■ GOAL ■
Copy the lines of the listing below word for word, starting with the line that contains "In this satellite tile, mark every grey" and ending with the line that contains "[0,617,1270,952]", including both of those lines.

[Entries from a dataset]
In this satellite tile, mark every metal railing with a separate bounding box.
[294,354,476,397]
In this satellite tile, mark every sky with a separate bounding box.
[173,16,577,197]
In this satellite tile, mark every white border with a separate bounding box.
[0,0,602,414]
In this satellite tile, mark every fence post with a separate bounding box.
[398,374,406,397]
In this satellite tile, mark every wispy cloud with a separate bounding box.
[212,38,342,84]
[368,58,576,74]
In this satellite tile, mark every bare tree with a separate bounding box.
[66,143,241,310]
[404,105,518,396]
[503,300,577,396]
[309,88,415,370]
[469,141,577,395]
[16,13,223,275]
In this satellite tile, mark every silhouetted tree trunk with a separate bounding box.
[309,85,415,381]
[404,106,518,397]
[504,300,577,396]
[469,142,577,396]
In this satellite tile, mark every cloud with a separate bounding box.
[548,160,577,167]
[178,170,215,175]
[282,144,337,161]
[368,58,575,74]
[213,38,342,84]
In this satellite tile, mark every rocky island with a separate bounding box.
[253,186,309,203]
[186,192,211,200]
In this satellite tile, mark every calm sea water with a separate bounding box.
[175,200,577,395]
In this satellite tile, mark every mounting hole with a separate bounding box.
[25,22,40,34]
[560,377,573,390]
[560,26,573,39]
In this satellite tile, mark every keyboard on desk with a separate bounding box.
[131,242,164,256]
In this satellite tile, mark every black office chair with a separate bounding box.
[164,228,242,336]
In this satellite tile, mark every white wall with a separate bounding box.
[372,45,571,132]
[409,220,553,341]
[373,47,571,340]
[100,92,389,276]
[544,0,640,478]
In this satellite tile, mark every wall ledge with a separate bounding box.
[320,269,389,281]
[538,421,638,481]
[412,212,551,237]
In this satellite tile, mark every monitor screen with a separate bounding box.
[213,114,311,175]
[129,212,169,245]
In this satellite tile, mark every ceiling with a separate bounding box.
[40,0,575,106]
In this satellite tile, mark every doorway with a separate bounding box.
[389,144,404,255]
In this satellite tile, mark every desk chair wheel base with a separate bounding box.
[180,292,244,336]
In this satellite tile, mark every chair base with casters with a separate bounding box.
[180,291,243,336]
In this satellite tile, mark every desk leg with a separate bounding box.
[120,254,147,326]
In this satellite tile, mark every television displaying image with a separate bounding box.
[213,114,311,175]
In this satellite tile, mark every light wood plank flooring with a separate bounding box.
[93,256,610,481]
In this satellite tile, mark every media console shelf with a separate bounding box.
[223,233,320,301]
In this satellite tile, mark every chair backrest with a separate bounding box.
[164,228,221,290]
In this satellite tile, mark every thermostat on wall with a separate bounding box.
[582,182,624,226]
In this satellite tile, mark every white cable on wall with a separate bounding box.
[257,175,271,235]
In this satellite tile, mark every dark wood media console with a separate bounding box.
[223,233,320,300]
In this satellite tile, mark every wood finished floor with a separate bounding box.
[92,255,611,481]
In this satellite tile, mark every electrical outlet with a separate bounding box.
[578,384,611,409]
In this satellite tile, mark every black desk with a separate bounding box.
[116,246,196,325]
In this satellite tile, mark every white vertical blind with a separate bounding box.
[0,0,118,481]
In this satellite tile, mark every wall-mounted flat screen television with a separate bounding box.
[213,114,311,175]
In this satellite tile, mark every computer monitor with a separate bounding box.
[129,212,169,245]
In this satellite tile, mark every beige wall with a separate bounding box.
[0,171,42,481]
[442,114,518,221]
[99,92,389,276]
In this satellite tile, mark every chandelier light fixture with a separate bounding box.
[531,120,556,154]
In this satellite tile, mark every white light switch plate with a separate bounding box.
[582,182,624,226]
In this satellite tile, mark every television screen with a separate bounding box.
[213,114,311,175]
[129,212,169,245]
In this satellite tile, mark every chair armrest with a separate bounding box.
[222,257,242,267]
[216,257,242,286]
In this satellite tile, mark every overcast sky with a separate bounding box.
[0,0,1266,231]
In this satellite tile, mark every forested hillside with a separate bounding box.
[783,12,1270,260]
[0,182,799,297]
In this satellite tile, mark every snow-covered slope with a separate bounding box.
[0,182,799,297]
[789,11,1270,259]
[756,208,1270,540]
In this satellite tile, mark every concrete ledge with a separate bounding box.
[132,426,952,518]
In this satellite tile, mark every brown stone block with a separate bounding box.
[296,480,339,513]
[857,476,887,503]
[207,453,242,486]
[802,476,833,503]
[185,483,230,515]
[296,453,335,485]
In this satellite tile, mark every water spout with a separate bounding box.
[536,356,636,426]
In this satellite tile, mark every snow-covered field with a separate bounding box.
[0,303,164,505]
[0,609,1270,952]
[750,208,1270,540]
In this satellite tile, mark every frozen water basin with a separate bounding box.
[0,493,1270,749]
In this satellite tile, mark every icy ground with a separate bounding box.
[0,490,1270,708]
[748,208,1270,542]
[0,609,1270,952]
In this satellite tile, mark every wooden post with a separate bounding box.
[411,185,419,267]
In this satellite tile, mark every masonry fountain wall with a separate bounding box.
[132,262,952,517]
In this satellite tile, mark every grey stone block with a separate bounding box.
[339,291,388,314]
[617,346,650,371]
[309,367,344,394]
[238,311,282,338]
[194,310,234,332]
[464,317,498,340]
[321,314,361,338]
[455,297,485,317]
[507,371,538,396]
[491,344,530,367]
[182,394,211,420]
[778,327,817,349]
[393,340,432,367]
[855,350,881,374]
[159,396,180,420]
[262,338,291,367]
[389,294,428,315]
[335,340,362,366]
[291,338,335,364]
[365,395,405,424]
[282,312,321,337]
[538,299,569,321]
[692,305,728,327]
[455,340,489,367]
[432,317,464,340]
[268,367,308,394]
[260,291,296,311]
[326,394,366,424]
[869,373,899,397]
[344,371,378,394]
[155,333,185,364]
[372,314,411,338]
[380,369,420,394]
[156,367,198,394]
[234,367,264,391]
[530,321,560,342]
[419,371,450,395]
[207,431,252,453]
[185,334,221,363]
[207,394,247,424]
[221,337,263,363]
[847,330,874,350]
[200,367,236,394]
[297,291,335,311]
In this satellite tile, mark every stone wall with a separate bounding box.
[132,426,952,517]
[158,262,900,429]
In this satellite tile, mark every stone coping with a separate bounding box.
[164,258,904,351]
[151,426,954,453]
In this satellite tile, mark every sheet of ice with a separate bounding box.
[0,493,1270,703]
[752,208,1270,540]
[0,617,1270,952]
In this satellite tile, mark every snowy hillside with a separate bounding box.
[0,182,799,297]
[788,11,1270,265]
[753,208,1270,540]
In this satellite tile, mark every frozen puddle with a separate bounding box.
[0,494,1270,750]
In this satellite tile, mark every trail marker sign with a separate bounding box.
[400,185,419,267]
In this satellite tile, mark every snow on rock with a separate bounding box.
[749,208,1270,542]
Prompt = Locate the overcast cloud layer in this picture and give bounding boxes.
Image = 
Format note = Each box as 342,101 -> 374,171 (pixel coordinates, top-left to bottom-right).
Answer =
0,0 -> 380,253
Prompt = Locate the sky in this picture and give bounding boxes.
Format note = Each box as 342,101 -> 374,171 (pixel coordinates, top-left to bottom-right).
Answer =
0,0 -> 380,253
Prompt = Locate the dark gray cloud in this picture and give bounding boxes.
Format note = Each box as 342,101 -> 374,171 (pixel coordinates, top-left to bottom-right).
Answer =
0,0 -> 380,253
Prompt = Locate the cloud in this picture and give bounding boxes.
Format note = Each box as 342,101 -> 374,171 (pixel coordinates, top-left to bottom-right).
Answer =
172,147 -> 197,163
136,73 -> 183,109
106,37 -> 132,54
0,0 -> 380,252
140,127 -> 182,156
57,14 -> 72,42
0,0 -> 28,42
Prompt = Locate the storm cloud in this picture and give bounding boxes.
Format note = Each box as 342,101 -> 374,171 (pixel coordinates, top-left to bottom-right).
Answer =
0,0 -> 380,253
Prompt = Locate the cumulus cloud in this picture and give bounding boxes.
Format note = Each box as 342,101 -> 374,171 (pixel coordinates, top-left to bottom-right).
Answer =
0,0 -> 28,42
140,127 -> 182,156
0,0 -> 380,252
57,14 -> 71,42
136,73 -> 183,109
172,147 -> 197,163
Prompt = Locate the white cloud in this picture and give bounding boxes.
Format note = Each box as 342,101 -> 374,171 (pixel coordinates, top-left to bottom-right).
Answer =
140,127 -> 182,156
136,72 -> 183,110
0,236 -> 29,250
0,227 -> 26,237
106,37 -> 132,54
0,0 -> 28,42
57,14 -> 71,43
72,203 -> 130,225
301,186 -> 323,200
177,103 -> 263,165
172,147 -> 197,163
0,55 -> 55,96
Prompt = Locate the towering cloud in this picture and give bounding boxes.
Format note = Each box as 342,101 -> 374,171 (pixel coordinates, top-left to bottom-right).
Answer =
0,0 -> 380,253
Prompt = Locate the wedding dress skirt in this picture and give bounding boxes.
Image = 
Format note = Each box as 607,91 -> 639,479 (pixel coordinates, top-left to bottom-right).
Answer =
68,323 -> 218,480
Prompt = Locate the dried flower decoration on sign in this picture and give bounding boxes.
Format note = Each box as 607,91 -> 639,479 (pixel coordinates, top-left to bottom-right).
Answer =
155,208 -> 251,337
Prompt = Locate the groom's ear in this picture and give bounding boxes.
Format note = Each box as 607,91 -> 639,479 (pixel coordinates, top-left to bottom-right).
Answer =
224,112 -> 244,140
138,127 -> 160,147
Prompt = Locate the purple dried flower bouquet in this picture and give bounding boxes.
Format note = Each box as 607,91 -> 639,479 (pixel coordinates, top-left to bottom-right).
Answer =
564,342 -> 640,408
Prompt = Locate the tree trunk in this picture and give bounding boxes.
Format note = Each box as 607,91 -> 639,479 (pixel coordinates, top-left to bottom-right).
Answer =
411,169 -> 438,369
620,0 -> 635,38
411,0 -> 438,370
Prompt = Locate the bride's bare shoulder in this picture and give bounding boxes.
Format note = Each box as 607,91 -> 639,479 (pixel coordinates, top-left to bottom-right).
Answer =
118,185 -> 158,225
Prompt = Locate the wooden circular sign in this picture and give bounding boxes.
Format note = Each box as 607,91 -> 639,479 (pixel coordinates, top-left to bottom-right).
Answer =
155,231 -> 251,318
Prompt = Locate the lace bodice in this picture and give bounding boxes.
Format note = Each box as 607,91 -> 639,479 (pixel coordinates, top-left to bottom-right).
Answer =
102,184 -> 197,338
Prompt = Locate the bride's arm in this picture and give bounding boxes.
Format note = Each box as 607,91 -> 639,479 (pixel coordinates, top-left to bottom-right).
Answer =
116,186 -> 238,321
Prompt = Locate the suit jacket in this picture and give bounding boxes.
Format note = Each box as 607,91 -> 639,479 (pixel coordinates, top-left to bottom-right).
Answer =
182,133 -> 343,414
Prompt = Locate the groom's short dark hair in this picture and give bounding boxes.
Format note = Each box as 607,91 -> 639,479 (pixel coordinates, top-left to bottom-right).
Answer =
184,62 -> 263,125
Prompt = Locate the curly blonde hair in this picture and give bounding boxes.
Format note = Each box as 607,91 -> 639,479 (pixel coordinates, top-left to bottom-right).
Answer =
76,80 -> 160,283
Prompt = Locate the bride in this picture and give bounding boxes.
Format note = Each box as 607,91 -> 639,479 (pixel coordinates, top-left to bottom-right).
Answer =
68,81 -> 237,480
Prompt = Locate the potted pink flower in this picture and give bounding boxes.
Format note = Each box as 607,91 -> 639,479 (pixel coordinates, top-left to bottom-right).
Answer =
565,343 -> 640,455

■ RESPONSE BELOW ■
In this satellite tile, mark every grey stone block with a separate bounding box.
[339,291,388,314]
[617,346,650,371]
[309,367,344,394]
[238,311,282,338]
[194,310,234,332]
[464,317,498,340]
[321,314,361,338]
[455,297,485,317]
[507,371,538,396]
[491,344,530,367]
[182,394,211,420]
[778,327,817,349]
[393,340,432,367]
[855,350,881,374]
[159,396,180,420]
[262,338,291,367]
[389,294,428,315]
[335,340,362,366]
[291,338,335,364]
[365,395,405,424]
[282,312,321,337]
[538,299,569,321]
[692,305,728,327]
[455,340,489,367]
[432,317,464,340]
[268,367,308,394]
[260,291,296,311]
[326,394,366,424]
[869,373,899,397]
[344,371,378,394]
[155,333,185,364]
[372,314,411,338]
[380,369,420,394]
[156,367,198,394]
[234,367,264,391]
[530,321,560,342]
[419,371,450,395]
[207,431,252,453]
[185,334,221,363]
[207,394,247,424]
[221,337,263,363]
[847,330,874,350]
[200,367,236,394]
[297,291,335,311]
In this satellite tile, mark every stone wall with a separate bounding box.
[132,426,952,517]
[158,262,900,429]
In this satellite tile, mark every stone coping with a separate bounding box.
[164,258,904,351]
[151,426,954,453]
In this satellite tile, mark every sheet of ice with a separate bounding box.
[0,493,1270,703]
[752,208,1270,540]
[0,617,1270,952]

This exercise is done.